▶ Document
___

Abstract

Adaptive techniques have great potential for wide application in enhancing the precision of quantum parameter estimation. We present an adaptive quantum state tomography protocol for finite dimensional quantum systems and experimentally implement the adaptive tomography protocol on two-qubit systems. In this adaptive quantum state tomography protocol, an adaptive measurement strategy and a recursive linear regression estimation algorithm are performed. Numerical results show that our adaptive quantum state tomography protocol can outperform tomography protocols using mutually unbiased bases and the two-stage mutually unbiased bases adaptive strategy, even with the simplest product measurements. When nonlocal measurements are available, our adaptive quantum state tomography can beat the Gill–Massar bound for a wide range of quantum states with a modest number of copies. We use only the simplest product measurements to implement two-qubit tomography experiments. In the experiments, we use error-compensation techniques to tackle systematic error due to misalignments and imperfection of wave plates, and achieve about a 100-fold reduction of the systematic error. The experimental results demonstrate that the improvement of adaptive quantum state tomography over nonadaptive tomography is significant for states with a high level of purity. Our results also show that this adaptive tomography method is particularly effective for the reconstruction of maximally entangled states, which are important resources in quantum information.

___

▶ Entries supplied

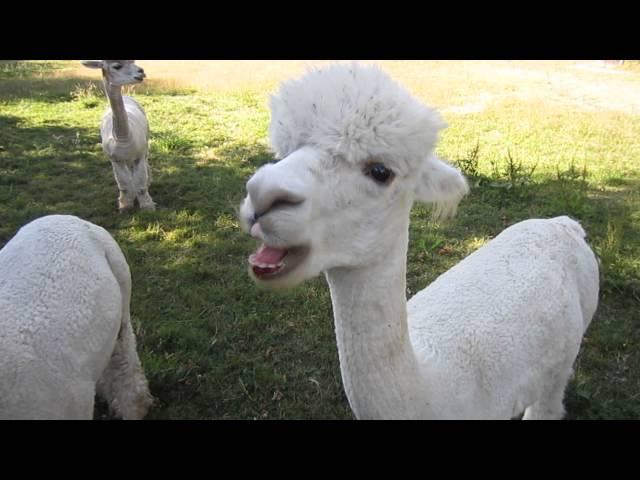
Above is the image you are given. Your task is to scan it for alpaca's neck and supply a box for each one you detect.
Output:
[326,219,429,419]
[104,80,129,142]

___

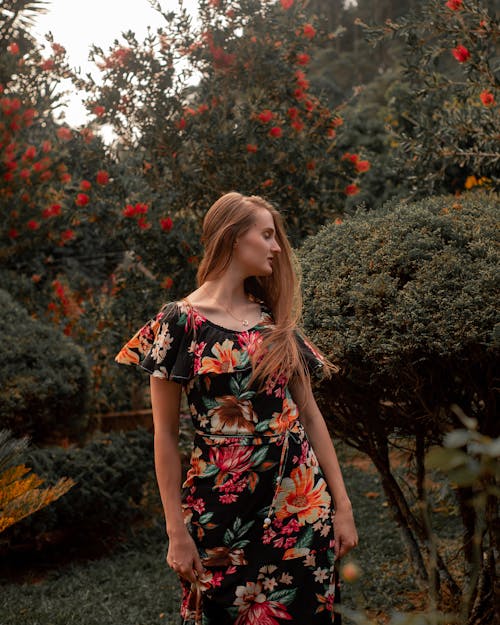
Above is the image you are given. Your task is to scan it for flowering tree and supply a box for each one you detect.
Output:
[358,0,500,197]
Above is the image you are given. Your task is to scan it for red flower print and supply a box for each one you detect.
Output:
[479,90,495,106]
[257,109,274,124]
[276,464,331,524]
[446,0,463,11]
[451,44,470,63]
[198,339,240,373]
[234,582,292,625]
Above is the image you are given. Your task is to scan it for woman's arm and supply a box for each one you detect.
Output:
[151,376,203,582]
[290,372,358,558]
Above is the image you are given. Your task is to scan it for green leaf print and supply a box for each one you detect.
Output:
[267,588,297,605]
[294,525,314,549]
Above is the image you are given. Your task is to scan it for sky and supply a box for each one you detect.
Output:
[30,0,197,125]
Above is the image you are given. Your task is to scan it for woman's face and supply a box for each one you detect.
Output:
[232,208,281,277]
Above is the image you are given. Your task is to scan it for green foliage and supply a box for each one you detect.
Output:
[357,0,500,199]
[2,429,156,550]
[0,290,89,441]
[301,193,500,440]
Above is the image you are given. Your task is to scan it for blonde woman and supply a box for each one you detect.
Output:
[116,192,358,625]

___

▶ Directives
1: According to the abstract, how large a reduction of systematic error did the error-compensation techniques achieve?
2: Copy the stretch of the records from the line containing "for woman's face" through the line containing "[116,192,358,625]", reproducing each line unchanged.

▶ Full solutions
1: About a 100-fold reduction.

2:
Above is the image you are given. Your task is to scan it for woman's face and supply a box for each one you detect.
Output:
[232,208,281,277]
Above is the image you are given. Your task is to scan it for green foliage and supply a box for each one you detect.
Output:
[357,0,500,199]
[2,429,156,550]
[0,290,89,441]
[301,193,500,440]
Above is the image you are given. Your task is to scan it for blonde woman and supply a box for each one you detect.
Output:
[116,192,358,625]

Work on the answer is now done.